TASK: List every passage the movie review below encloses in parentheses, quoting each one in full.

EXCERPT TO READ below:

2001, Movies

Behind Enemy Lines (2001, John Moore)

A while ago I read something (perhaps at AV Club) that said this movie was underrated. I decided to “give it another chance,” wrongly thinking I had seen it already.

I can see why some may be kindly disposed to this film, especially in the early going when Wilson represents a certain weariness with foreign entanglements that appeals to a lot of people. And Wilson is good; he’s mostly un-Owen Wison like, which feels like a rather huge accomplishment for him as an actor.

But there are a couple really serious issues with the film.

One problem is that the film is super over-directed. The story is already drastically changed for Hollywood action purposes, but there are a few absurd action movie scenes that wouldn’t have existed in a better film – or would have been filmed more convincingly and edited less confusingly – even one based on a fabricated story like this. (The true story that inspired the film did not involve any of the violence depicted in this movie. But of course.)

Another problems is the typical American jingoism of films of this ilk. Once Wilson’s character’s plane is shot down, it kicks into full gear, with the usual ‘American priorities are the best and right priorities’ and nobody else on the planet matters. (I exaggerate only slightly.) And that’s always hard to take.

Interestingly, Hackman is playing the opposite of the role he played in a very similar film a number of years earlier, Bat*21.

I really don’t know why people think this is underrated.

End of EXCERPT TO READ.
INPUT DATA below:

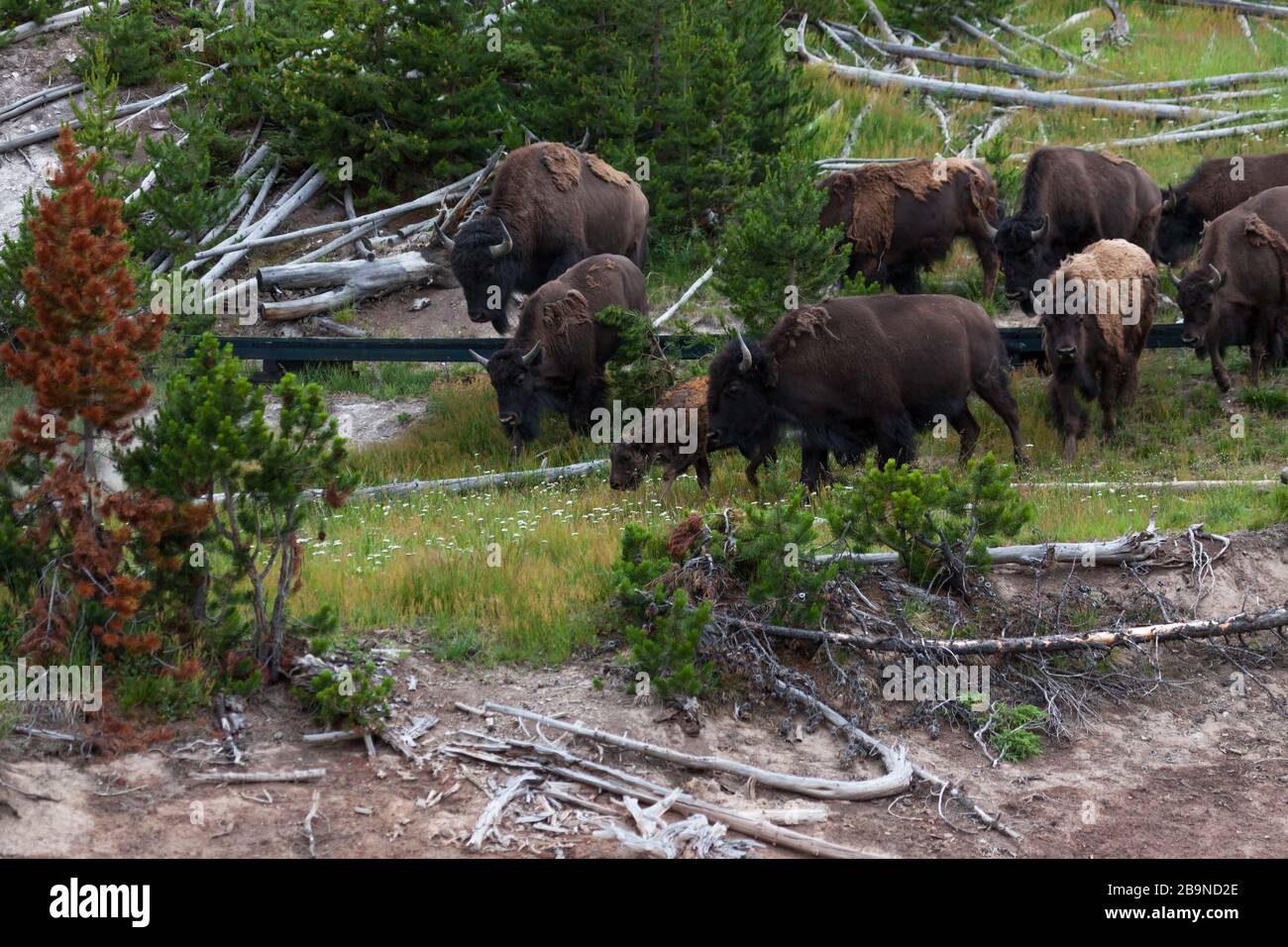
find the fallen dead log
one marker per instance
(123, 114)
(364, 248)
(274, 776)
(975, 33)
(688, 294)
(1133, 547)
(1237, 5)
(1194, 134)
(975, 62)
(1119, 31)
(333, 736)
(430, 200)
(355, 279)
(492, 812)
(309, 183)
(1010, 97)
(1100, 641)
(894, 783)
(59, 21)
(947, 788)
(618, 783)
(1074, 62)
(1183, 486)
(459, 484)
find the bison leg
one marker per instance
(896, 441)
(1111, 386)
(1067, 414)
(997, 394)
(988, 260)
(906, 282)
(967, 428)
(703, 471)
(1219, 371)
(588, 394)
(812, 467)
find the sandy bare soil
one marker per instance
(1198, 768)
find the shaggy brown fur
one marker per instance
(1209, 193)
(606, 171)
(631, 458)
(1248, 304)
(563, 163)
(1095, 347)
(555, 214)
(1072, 197)
(903, 217)
(872, 219)
(567, 371)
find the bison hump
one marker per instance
(605, 171)
(876, 189)
(800, 324)
(563, 163)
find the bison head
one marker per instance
(627, 464)
(1063, 333)
(485, 264)
(1025, 256)
(1194, 296)
(1179, 228)
(514, 375)
(739, 398)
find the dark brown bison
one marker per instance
(1094, 329)
(550, 208)
(901, 218)
(858, 371)
(559, 350)
(1235, 291)
(638, 450)
(1070, 198)
(1216, 185)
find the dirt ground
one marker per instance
(1197, 768)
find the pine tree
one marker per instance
(774, 254)
(702, 158)
(80, 360)
(210, 438)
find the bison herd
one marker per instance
(859, 372)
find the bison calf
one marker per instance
(1095, 316)
(636, 453)
(859, 371)
(1236, 292)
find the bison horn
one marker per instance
(746, 354)
(505, 245)
(442, 235)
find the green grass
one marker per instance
(424, 562)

End of INPUT DATA.

WRITTEN RESPONSE:
1. (2001, John Moore)
2. (perhaps at AV Club)
3. (The true story that inspired the film did not involve any of the violence depicted in this movie. But of course.)
4. (I exaggerate only slightly.)